TASK REQUIREMENTS: Can you copy every line of the records below word for word, omitting the pictures?

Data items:
## begin
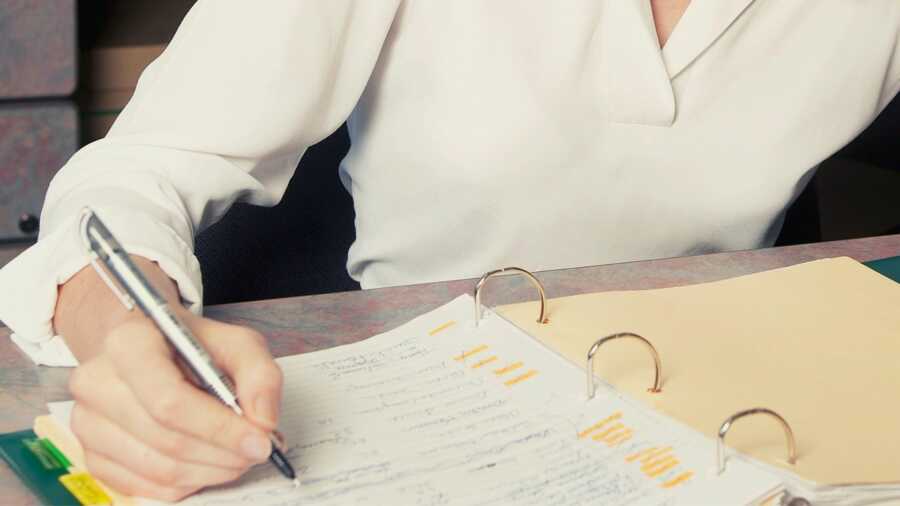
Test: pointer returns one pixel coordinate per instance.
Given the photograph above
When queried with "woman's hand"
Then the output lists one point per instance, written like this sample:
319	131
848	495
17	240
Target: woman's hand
147	431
## end
EXERCISE RESULT:
Test: pointer returns one pixel coordinate per instance.
Given the photograph above
When queried with "woman's hand"
Then the output lists one point per instance, written like this sample:
319	131
848	495
17	240
Target: woman's hand
147	431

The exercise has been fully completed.